=== CHALLENGES ===
1) Answer these questions about the happiness essay:
(a) What is the title of the talk the series describes?
(b) What name does the writer give to the idea that happiness is harder to find the higher one is on the hierarchy of needs?
(c) In which three countries might the janitor have started off in a small village?
2) Extend the happiness essay past its last sentence, keeping its voice and line of argument.

Last month, I began a series about the new talk I’ve been giving…
GRUNTLED: A Comedian’s Take on Happiness
Here’s Part II…
Why are we disgruntled? Why are we often so dissatisfied? To some extent, it’s the water in which we swim. I’m gonna say something perhaps a bit controversial and un-PC (but hey, it’s the era for it now):
The Maslow Paradox
It’s something I call “The Maslow Paradox.” Especially at a high socioeconomic status, having an elevated starting point is a gift and a curse. As they say, “To whom much is given, much is expected.” The higher up on the Maslow hierarchy of needs chart one is, the harder it is to find happiness.
To me, happiness is about the delta.
As the child of immigrants, I can see it from this perspective a little more clearly. When I see a janitor, I don’t see a guy sweeping up trash. Well, I do see that. But I also see a man who may have started off in a small village in Ireland, India, or Israel. His getting to America and raising a family is an enormous delta—he could be KILLING it.

=== STORED ROWS ===

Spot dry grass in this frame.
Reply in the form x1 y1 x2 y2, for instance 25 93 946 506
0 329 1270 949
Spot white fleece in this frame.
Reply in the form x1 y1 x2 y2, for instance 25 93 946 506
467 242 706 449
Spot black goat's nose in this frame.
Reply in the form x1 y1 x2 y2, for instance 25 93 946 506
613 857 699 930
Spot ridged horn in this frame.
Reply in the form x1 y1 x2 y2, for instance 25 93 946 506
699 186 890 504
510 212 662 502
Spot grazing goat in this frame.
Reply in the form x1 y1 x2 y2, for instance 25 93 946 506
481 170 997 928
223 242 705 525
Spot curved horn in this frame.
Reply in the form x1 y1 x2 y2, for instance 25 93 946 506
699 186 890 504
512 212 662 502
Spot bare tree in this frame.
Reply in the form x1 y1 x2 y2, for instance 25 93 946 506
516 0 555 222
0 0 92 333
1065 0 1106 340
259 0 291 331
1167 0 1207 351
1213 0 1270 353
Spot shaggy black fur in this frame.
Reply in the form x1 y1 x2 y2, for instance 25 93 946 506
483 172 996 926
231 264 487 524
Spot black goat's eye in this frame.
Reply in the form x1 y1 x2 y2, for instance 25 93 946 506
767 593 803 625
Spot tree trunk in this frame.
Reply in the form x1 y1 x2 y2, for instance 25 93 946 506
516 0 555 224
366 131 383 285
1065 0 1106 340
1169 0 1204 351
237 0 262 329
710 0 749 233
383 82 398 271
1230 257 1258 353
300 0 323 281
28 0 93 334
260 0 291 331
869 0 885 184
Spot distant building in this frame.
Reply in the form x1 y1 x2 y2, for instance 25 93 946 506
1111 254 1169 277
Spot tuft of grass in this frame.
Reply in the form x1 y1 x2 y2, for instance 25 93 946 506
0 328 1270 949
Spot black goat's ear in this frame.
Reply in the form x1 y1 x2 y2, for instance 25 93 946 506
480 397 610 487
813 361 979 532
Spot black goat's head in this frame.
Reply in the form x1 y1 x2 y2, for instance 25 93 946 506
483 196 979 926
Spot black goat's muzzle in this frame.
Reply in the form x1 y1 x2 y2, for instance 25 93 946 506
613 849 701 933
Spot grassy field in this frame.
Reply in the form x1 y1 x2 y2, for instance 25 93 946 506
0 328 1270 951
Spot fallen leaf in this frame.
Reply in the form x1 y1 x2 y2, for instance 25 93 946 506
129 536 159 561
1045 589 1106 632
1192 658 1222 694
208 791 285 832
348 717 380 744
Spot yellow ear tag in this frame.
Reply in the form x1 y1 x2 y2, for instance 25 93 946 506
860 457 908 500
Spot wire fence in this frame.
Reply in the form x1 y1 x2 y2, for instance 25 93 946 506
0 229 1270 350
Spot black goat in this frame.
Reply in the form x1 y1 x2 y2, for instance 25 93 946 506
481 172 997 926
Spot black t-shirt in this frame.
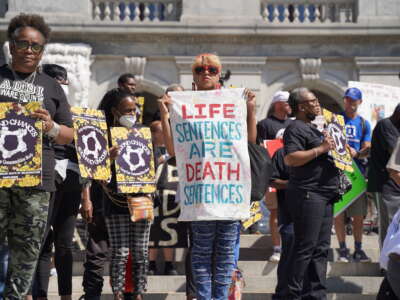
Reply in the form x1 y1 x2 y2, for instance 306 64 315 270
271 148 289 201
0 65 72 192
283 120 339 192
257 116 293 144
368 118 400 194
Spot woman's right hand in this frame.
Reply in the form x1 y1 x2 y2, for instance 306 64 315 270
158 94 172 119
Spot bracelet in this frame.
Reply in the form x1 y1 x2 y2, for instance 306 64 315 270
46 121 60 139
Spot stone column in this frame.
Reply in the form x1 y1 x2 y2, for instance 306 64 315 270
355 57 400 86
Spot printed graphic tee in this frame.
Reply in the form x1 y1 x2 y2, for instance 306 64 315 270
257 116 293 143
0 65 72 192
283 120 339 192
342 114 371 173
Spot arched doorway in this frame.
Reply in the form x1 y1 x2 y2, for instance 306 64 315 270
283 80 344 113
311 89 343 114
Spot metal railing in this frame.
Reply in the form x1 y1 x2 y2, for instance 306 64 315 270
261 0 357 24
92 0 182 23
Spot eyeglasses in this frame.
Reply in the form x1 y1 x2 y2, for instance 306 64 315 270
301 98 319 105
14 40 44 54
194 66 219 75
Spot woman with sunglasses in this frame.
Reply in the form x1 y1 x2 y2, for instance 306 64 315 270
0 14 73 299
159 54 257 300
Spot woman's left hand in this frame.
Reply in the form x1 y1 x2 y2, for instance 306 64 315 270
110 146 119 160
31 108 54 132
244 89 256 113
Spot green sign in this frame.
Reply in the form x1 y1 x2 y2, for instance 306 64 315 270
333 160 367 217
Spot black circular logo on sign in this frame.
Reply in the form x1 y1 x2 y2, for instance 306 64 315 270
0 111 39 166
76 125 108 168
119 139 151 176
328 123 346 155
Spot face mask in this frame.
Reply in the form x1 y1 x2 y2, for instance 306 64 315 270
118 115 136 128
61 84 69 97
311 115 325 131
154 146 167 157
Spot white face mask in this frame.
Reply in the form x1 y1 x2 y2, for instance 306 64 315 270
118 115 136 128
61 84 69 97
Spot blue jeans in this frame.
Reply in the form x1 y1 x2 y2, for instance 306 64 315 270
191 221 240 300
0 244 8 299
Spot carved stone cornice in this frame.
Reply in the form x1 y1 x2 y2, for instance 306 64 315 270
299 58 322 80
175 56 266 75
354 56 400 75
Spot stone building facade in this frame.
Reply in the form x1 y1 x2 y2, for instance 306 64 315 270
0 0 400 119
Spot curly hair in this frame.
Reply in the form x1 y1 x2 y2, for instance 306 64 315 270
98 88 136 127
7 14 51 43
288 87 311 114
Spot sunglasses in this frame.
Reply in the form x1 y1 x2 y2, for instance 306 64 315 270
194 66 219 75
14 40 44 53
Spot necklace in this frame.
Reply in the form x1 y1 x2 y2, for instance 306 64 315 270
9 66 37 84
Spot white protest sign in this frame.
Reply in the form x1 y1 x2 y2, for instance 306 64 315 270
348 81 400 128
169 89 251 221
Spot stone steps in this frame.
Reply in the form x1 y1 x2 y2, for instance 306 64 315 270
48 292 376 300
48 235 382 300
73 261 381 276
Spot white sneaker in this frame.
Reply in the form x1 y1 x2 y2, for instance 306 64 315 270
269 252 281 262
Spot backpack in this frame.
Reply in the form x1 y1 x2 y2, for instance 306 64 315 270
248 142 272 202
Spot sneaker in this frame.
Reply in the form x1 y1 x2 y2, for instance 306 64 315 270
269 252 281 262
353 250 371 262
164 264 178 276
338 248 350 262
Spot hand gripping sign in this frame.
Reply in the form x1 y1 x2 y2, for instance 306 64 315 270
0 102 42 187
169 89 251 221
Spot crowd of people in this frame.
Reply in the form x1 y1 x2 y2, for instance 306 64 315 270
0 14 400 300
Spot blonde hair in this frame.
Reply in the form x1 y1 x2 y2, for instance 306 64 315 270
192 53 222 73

=== ANSWERS GIVEN ===
1)
(a) GRUNTLED: A Comedian's Take on Happiness
(b) The Maslow Paradox
(c) Ireland, India, or Israel

2)
Like most people in our generation, I spend a lot of time thinking about what I’m supposed to do with my life. My Mom once pointed out what a huge privilege that is. She said, “We got to this country and kept our heads down and did what we had to do. We were focused on our current meal, our current day of work, our current child—not the “next” of anything.”
And isn’t this just an embodiment of staying in the moment? But here’s the big “but” of my parents’ generation: Our parents said they just did it. But they didn’t. Their mental health often wasn’t good.
Add to that the fact the companies at which we work hire ambitious people. We specifically are always looking for more and stronger and bigger and taller.
Journey, Not Destination
I took turning 30 years old really hard. So hard I moved from Ohio to California. 40 years old, not at all. 20 and 10 (from what I remember) were easy.
At 30, I worried about what my 16-year-old self would think of me. Would he be impressed? I concluded that he’d be disappointed. I hear people do this all the time: “When I was a teenager, I never thought this is how my life would turn out.” Exactly. But what I failed to realize is this:
Why would a teenager know more about being 30 than a 30-year-old?
Things might not turn out the way you wished, but when you were doing all that wishing, you were so much earlier in your journey.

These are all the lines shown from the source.